What to produce :: Transcribe, exactly and in full, every record shown below, while omitting its images.

Supplied entries ::
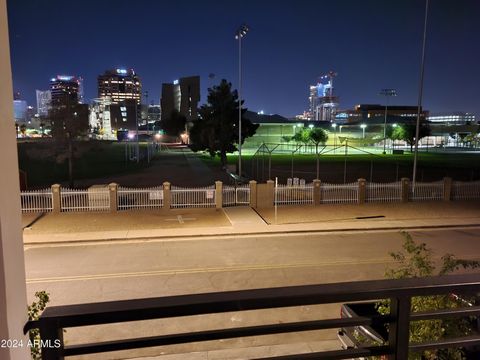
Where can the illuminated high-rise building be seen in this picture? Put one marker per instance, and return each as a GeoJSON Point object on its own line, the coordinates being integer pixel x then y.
{"type": "Point", "coordinates": [44, 98]}
{"type": "Point", "coordinates": [65, 90]}
{"type": "Point", "coordinates": [323, 103]}
{"type": "Point", "coordinates": [120, 85]}
{"type": "Point", "coordinates": [183, 95]}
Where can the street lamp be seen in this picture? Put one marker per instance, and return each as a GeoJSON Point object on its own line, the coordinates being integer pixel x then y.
{"type": "Point", "coordinates": [420, 94]}
{"type": "Point", "coordinates": [334, 136]}
{"type": "Point", "coordinates": [239, 34]}
{"type": "Point", "coordinates": [387, 93]}
{"type": "Point", "coordinates": [363, 126]}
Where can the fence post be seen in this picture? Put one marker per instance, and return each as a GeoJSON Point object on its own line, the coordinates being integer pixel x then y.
{"type": "Point", "coordinates": [113, 191]}
{"type": "Point", "coordinates": [317, 194]}
{"type": "Point", "coordinates": [253, 193]}
{"type": "Point", "coordinates": [270, 195]}
{"type": "Point", "coordinates": [405, 189]}
{"type": "Point", "coordinates": [218, 194]}
{"type": "Point", "coordinates": [398, 334]}
{"type": "Point", "coordinates": [167, 195]}
{"type": "Point", "coordinates": [447, 189]}
{"type": "Point", "coordinates": [56, 204]}
{"type": "Point", "coordinates": [53, 337]}
{"type": "Point", "coordinates": [362, 190]}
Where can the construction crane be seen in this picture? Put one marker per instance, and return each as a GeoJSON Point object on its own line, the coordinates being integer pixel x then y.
{"type": "Point", "coordinates": [330, 75]}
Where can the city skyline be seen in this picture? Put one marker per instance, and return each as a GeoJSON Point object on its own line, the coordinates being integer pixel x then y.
{"type": "Point", "coordinates": [372, 45]}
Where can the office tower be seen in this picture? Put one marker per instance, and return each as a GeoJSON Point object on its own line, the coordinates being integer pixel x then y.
{"type": "Point", "coordinates": [120, 85]}
{"type": "Point", "coordinates": [64, 90]}
{"type": "Point", "coordinates": [44, 98]}
{"type": "Point", "coordinates": [182, 95]}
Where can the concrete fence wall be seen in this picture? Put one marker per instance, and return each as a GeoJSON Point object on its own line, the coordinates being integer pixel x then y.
{"type": "Point", "coordinates": [114, 198]}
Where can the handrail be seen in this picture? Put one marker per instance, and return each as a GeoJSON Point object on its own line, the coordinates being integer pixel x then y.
{"type": "Point", "coordinates": [400, 292]}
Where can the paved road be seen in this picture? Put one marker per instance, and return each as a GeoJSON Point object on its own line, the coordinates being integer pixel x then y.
{"type": "Point", "coordinates": [123, 270]}
{"type": "Point", "coordinates": [139, 268]}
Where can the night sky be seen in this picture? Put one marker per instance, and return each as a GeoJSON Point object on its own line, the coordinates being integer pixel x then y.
{"type": "Point", "coordinates": [371, 44]}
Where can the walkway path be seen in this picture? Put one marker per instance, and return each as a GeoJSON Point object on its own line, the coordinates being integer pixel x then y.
{"type": "Point", "coordinates": [128, 225]}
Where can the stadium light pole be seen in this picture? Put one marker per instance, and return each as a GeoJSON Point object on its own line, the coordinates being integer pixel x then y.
{"type": "Point", "coordinates": [420, 94]}
{"type": "Point", "coordinates": [240, 33]}
{"type": "Point", "coordinates": [363, 126]}
{"type": "Point", "coordinates": [387, 93]}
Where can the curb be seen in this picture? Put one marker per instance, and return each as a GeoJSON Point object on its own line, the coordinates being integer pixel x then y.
{"type": "Point", "coordinates": [241, 234]}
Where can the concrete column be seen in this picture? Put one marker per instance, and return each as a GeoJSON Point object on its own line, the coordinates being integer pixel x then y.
{"type": "Point", "coordinates": [56, 203]}
{"type": "Point", "coordinates": [218, 194]}
{"type": "Point", "coordinates": [13, 298]}
{"type": "Point", "coordinates": [167, 195]}
{"type": "Point", "coordinates": [405, 189]}
{"type": "Point", "coordinates": [362, 190]}
{"type": "Point", "coordinates": [447, 189]}
{"type": "Point", "coordinates": [113, 192]}
{"type": "Point", "coordinates": [253, 193]}
{"type": "Point", "coordinates": [317, 194]}
{"type": "Point", "coordinates": [270, 194]}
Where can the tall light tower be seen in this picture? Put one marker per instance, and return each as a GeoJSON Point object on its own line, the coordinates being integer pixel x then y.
{"type": "Point", "coordinates": [239, 34]}
{"type": "Point", "coordinates": [420, 94]}
{"type": "Point", "coordinates": [387, 93]}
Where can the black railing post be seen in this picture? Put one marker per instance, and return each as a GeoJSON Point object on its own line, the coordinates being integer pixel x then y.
{"type": "Point", "coordinates": [399, 330]}
{"type": "Point", "coordinates": [51, 336]}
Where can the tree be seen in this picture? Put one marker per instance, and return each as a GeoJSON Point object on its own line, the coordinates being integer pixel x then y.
{"type": "Point", "coordinates": [216, 130]}
{"type": "Point", "coordinates": [34, 311]}
{"type": "Point", "coordinates": [68, 122]}
{"type": "Point", "coordinates": [406, 132]}
{"type": "Point", "coordinates": [23, 130]}
{"type": "Point", "coordinates": [303, 135]}
{"type": "Point", "coordinates": [174, 124]}
{"type": "Point", "coordinates": [416, 261]}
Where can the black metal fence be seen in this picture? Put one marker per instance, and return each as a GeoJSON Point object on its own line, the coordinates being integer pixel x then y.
{"type": "Point", "coordinates": [55, 319]}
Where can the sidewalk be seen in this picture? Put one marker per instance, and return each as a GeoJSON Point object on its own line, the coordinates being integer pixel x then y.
{"type": "Point", "coordinates": [181, 223]}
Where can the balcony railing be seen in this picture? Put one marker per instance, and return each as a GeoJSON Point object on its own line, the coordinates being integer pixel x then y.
{"type": "Point", "coordinates": [55, 319]}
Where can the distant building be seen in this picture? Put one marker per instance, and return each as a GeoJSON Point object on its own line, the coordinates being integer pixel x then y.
{"type": "Point", "coordinates": [44, 98]}
{"type": "Point", "coordinates": [120, 85]}
{"type": "Point", "coordinates": [65, 90]}
{"type": "Point", "coordinates": [182, 95]}
{"type": "Point", "coordinates": [124, 115]}
{"type": "Point", "coordinates": [323, 104]}
{"type": "Point", "coordinates": [375, 114]}
{"type": "Point", "coordinates": [154, 113]}
{"type": "Point", "coordinates": [20, 110]}
{"type": "Point", "coordinates": [458, 118]}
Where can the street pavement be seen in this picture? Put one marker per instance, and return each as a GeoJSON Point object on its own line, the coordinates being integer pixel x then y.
{"type": "Point", "coordinates": [130, 256]}
{"type": "Point", "coordinates": [180, 223]}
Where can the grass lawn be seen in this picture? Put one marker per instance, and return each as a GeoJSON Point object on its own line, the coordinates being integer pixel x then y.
{"type": "Point", "coordinates": [375, 167]}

Response for this exercise ::
Where can the illuminated high-rise building be seen in this picture? Put one marker per instance, and return each as a GeoJSON Point object on its own line, the coordinates being integer pixel x then y.
{"type": "Point", "coordinates": [44, 98]}
{"type": "Point", "coordinates": [65, 90]}
{"type": "Point", "coordinates": [323, 103]}
{"type": "Point", "coordinates": [120, 85]}
{"type": "Point", "coordinates": [183, 95]}
Where can the street lamp be seen in this picture? Put one marker per instance, and return each as a GeoJSON Point object on its own line, the coordinates being integer pixel x then y.
{"type": "Point", "coordinates": [420, 94]}
{"type": "Point", "coordinates": [334, 136]}
{"type": "Point", "coordinates": [239, 34]}
{"type": "Point", "coordinates": [387, 93]}
{"type": "Point", "coordinates": [363, 126]}
Where can the fence post be seen in this picture? Put one marker per instance, and return each as a GeoJSON Point object on its own line, the coordinates being integer pixel x then y.
{"type": "Point", "coordinates": [113, 191]}
{"type": "Point", "coordinates": [317, 194]}
{"type": "Point", "coordinates": [253, 193]}
{"type": "Point", "coordinates": [270, 195]}
{"type": "Point", "coordinates": [405, 189]}
{"type": "Point", "coordinates": [218, 194]}
{"type": "Point", "coordinates": [398, 334]}
{"type": "Point", "coordinates": [167, 195]}
{"type": "Point", "coordinates": [447, 189]}
{"type": "Point", "coordinates": [56, 204]}
{"type": "Point", "coordinates": [53, 337]}
{"type": "Point", "coordinates": [362, 190]}
Where can the construction crane be seen in this picture? Put one marker per instance, and return each as a GeoJSON Point object on its own line, the coordinates being integer pixel x then y.
{"type": "Point", "coordinates": [330, 75]}
Where can the city skyline be seen in this picture? Put one marker per instance, and return each as a GeoJSON Point object on its own line, the coordinates being integer pixel x then y.
{"type": "Point", "coordinates": [372, 45]}
Where can the office tower be seen in this picture? Put one marker per instance, and return each as a GeoJSON Point object on its own line, the coordinates being integer pixel x then y.
{"type": "Point", "coordinates": [120, 85]}
{"type": "Point", "coordinates": [64, 90]}
{"type": "Point", "coordinates": [44, 98]}
{"type": "Point", "coordinates": [182, 95]}
Where can the concrete fence wall be seen in this picture? Put one marker per instance, and return each as a GeoJSON Point object on its own line, the coordinates being integer pixel x then y.
{"type": "Point", "coordinates": [114, 198]}
Where can the handrail be seen in this picture? Put one marker per instance, and return each as a GeoJSON Point object on its own line, the coordinates being integer pixel x then y.
{"type": "Point", "coordinates": [400, 292]}
Where can the paved road be seen in this picture? Put one marker per instance, and return each as a GeoJSON Point object on its own line, the coordinates being integer pixel x then y.
{"type": "Point", "coordinates": [123, 270]}
{"type": "Point", "coordinates": [139, 268]}
Where can the night sky be seen in this picture? Put one marker per instance, and return each as a GeoJSON Point object on its own line, the coordinates being integer pixel x then y.
{"type": "Point", "coordinates": [371, 44]}
Where can the walkway path be seen in this picture? Put one marker per instance, and return each as a GeoJSON Point object on its own line, the coordinates being integer pixel x then y.
{"type": "Point", "coordinates": [128, 225]}
Where can the stadium light pole be seen in this picture? Put one marker per instance, and return each as a GeoJSON Point object on its own line, the coordinates being integer pixel x then y.
{"type": "Point", "coordinates": [420, 94]}
{"type": "Point", "coordinates": [240, 33]}
{"type": "Point", "coordinates": [363, 126]}
{"type": "Point", "coordinates": [387, 93]}
Where can the curb be seen in this picture? Put one marker per instance, and return each as a GeoJSON Point object on its own line, the coordinates being integer pixel x then y.
{"type": "Point", "coordinates": [241, 234]}
Where can the concrete column be seen in this picture? Put one marker per instance, and return each as a GeoJSON Point object on its own line, the coordinates being integer pixel x then y.
{"type": "Point", "coordinates": [56, 203]}
{"type": "Point", "coordinates": [218, 194]}
{"type": "Point", "coordinates": [13, 298]}
{"type": "Point", "coordinates": [167, 195]}
{"type": "Point", "coordinates": [405, 189]}
{"type": "Point", "coordinates": [362, 190]}
{"type": "Point", "coordinates": [447, 189]}
{"type": "Point", "coordinates": [113, 192]}
{"type": "Point", "coordinates": [253, 193]}
{"type": "Point", "coordinates": [317, 194]}
{"type": "Point", "coordinates": [270, 194]}
Where can the tall light tower be seen in this picture? Put one marker per instance, and return each as a GeoJSON Point object on its own line, the coordinates being integer pixel x then y.
{"type": "Point", "coordinates": [239, 34]}
{"type": "Point", "coordinates": [420, 94]}
{"type": "Point", "coordinates": [387, 93]}
Where can the black railing post be seen in this picture? Put one marker per instance, and return each as a GeoJSON Point object on its own line, the coordinates being integer pixel x then y.
{"type": "Point", "coordinates": [399, 330]}
{"type": "Point", "coordinates": [51, 336]}
Where can the tree be seen in this picture? Put one marker per instance, and return each as a GeoJSON Point object on its own line, the coordinates being integer pixel x then y.
{"type": "Point", "coordinates": [216, 130]}
{"type": "Point", "coordinates": [34, 311]}
{"type": "Point", "coordinates": [68, 122]}
{"type": "Point", "coordinates": [406, 132]}
{"type": "Point", "coordinates": [23, 130]}
{"type": "Point", "coordinates": [303, 135]}
{"type": "Point", "coordinates": [174, 124]}
{"type": "Point", "coordinates": [416, 261]}
Where can the black metal fence be seen in this picture? Put one marker per instance, and return each as a GeoJSON Point object on its own line, the coordinates being integer pixel x then y.
{"type": "Point", "coordinates": [55, 319]}
Where can the sidewalk be seen in this picture? Put one marker per instance, and return each as a GeoJSON Point object on its own line, the coordinates being integer pixel x then y.
{"type": "Point", "coordinates": [181, 223]}
Where can the balcony railing be seen in this picture? Put one marker per instance, and return each as a GeoJSON Point object on its own line, the coordinates being integer pixel x then y.
{"type": "Point", "coordinates": [55, 319]}
Where can the distant building be seen in this picture? Put one marker per instance, and return each as a GeoJSON Point object on its own line, the coordinates being integer pixel x then y.
{"type": "Point", "coordinates": [44, 98]}
{"type": "Point", "coordinates": [120, 85]}
{"type": "Point", "coordinates": [65, 90]}
{"type": "Point", "coordinates": [182, 95]}
{"type": "Point", "coordinates": [124, 115]}
{"type": "Point", "coordinates": [323, 104]}
{"type": "Point", "coordinates": [375, 114]}
{"type": "Point", "coordinates": [154, 113]}
{"type": "Point", "coordinates": [20, 110]}
{"type": "Point", "coordinates": [458, 118]}
Where can the street pavement be seen in this picture? Put one marker per instance, and return each as a GeoJSON Point object on its own line, the coordinates being integer pixel x then y.
{"type": "Point", "coordinates": [130, 256]}
{"type": "Point", "coordinates": [180, 223]}
Where can the grass lawn be seen in this picture? Put one marker per instance, and return each as a GeoJSON Point object on its own line, the coordinates being integer pixel x then y.
{"type": "Point", "coordinates": [375, 167]}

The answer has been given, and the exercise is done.